Twice reading of RNA by direct nanopore sequencing

Project Summary Human transcriptomes are endowed with many intriguing RNA modifications that are dynamic and reversible. Many of these modifications regulate gene expression and cell-fate decision, while emerging new functions are also likely to impact human health and disease. However, precise mapping and quantifying modifications

remains a challenge. While the Oxford Nanopore Technologies (ONT) platform of direct RNA sequencing can detect RNA modifications as basecall errors, a major weakness is the lack of quantification of these errors and the increased errors near the site of a modification. We hypothesize that using 3Dpol, the RNA-dependent RNA

polymerase (RdRp) of poliovirus, to copy each RNA provides a mechanism of “twice reading” of the RNA to improve accuracy. In this twice-reading mechanism, 3Dpol captures the flexible fold-back of the 3'-end of an RNA as the primer for replication, producing a double-stranded (ds)-hairpin helix that physically links the template

strand with the copied strand. This physical link is important, allowing each RNA modification to have two reads, first through nanopore sequencing of the copied strand and then the template strand, such that the two reads are relatable. Because the read in the copied portion is produced by the high-fidelity 3Dpol, it provides the

“ground truth” for the read in the template portion. In Aim 1, we will determine how 3Dpol copies an RNA modification by defining its fidelity and signature of nucleotide incorporation. This is to determine how the two reads are related to each other. Using a synthetic RNA template, we will measure the fidelity and the signature

of 3Dpol readout for abundant modifications in human mRNAs. We will perform the same analysis for processive reverse transcriptases (RTs) to discern the differences between RNA- and cDNA-replication of an RNA. We will also generate 3Dpol variants with a different nucleotide-incorporation signature than the native enzyme, which

will provide valuable new tools for quantifying RNA modifications. In Aim 2, we will determine the elongation velocity of 3Dpol in end-to-end reading of long RNAs. This is to assess the processivity of 3Dpol upon encountering challenging sequences and diverse structures typical of cellular RNAs. We will use a long non-

coding RNA to measure position-dependent velocity across the template. We will compare the velocity of 3Dpol to processive RTs to provide new insight into the strengths and weaknesses of each enzyme. In Aim 3, we will generate synthetic RNA standards, each with a site-specific modification (ψ, m6A, or m5C) for machine learning

and algorithm development. We will also generate a control library of long RNAs, each with a modification, and determine the improved accuracy from 1-read to 2-read and even to multiple reads upon 3Dpol replication of the library. We will then determine the improved accuracy upon 3Dpol replication of a human transcriptome. The

deliverable is a nanopore kit consisting of reagents for detecting an RNA modification in twice reading of transcriptomes in a new strategy that will significantly improve read accuracy for research in all biological areas.

SUPPLIED ENTRIES -

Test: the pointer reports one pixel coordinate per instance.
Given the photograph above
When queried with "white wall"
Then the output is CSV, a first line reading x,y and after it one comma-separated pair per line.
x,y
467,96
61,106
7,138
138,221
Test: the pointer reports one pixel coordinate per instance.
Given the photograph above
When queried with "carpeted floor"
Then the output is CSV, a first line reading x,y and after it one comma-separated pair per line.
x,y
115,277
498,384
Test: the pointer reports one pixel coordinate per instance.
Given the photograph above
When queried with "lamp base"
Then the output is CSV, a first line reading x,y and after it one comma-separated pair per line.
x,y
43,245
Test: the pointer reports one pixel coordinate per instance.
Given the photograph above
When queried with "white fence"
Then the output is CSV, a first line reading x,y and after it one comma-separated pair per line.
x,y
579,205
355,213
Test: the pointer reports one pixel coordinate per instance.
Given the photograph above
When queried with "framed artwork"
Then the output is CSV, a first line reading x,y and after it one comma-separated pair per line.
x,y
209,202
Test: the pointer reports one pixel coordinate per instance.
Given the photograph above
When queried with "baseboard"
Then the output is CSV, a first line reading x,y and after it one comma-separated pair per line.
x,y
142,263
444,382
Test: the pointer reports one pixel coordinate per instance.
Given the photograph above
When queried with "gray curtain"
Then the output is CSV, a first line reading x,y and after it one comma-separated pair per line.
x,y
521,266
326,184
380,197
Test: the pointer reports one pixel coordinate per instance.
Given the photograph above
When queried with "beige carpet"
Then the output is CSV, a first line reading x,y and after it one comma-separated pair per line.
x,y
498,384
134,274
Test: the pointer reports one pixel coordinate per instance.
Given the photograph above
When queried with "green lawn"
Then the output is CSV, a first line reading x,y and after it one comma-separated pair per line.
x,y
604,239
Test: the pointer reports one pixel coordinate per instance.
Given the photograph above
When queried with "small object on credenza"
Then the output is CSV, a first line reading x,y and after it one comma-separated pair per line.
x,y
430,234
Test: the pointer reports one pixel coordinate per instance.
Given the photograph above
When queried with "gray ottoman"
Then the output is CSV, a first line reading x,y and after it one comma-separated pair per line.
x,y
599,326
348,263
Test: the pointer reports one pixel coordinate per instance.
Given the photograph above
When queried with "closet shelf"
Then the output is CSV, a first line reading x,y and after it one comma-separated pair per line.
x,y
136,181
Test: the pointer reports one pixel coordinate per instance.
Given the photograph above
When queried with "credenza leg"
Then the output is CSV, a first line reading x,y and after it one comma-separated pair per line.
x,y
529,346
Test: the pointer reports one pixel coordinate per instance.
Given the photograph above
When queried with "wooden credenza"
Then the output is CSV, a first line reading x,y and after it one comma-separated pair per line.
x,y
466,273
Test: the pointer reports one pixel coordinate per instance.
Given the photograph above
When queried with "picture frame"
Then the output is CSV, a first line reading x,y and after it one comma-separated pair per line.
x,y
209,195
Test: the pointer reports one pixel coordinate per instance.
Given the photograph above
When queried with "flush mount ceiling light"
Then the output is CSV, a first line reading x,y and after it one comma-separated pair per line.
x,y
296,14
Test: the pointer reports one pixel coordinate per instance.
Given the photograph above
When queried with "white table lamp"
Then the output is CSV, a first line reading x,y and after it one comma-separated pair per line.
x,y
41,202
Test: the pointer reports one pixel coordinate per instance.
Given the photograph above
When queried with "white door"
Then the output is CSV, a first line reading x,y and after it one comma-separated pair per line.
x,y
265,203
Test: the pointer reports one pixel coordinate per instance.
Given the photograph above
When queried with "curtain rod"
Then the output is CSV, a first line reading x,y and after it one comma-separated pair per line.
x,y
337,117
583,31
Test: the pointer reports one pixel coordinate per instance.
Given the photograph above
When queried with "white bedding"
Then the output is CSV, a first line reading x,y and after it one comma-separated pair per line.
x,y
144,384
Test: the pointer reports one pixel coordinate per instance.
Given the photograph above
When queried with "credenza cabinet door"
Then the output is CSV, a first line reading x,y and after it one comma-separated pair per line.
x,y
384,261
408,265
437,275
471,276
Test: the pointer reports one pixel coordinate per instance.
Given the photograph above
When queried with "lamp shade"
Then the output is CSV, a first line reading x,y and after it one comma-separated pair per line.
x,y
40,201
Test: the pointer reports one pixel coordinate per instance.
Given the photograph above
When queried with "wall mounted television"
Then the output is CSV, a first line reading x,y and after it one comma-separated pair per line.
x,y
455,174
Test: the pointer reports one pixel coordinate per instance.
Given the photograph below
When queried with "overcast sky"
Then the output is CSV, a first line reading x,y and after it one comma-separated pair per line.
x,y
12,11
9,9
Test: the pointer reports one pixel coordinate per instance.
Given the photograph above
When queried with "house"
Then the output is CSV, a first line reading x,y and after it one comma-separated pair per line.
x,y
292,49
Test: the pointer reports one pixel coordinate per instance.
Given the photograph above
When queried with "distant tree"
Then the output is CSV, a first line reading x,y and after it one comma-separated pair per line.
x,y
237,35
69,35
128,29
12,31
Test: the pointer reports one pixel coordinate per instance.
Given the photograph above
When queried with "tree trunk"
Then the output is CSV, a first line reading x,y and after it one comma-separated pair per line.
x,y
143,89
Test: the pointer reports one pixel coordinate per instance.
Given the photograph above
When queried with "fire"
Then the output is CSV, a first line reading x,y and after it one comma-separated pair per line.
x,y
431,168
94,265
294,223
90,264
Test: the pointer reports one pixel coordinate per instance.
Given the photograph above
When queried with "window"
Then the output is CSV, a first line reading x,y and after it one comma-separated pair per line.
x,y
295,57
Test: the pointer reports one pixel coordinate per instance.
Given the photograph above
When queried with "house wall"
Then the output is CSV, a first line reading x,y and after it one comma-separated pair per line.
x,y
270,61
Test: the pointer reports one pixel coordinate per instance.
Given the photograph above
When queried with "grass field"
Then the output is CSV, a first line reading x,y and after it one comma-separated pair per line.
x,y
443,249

APPLY WHAT YOU READ -
1. According to the project summary, which site-specific modifications will the synthetic RNA standards in Aim 3 carry?
2. Return, without alteration, the part of the project summary that opens with the words containing "coding RNA to" and closes with "all biological areas.".
Draw solely on the project summary, not on the material.

EXERCISE SOLUTIONS -
1. ψ, m6A, or m5C.

2.
coding RNA to measure position-dependent velocity across the template. We will compare the velocity of 3Dpol to processive RTs to provide new insight into the strengths and weaknesses of each enzyme. In Aim 3, we will generate synthetic RNA standards, each with a site-specific modification (ψ, m6A, or m5C) for machine learning

and algorithm development. We will also generate a control library of long RNAs, each with a modification, and determine the improved accuracy from 1-read to 2-read and even to multiple reads upon 3Dpol replication of the library. We will then determine the improved accuracy upon 3Dpol replication of a human transcriptome. The

deliverable is a nanopore kit consisting of reagents for detecting an RNA modification in twice reading of transcriptomes in a new strategy that will significantly improve read accuracy for research in all biological areas.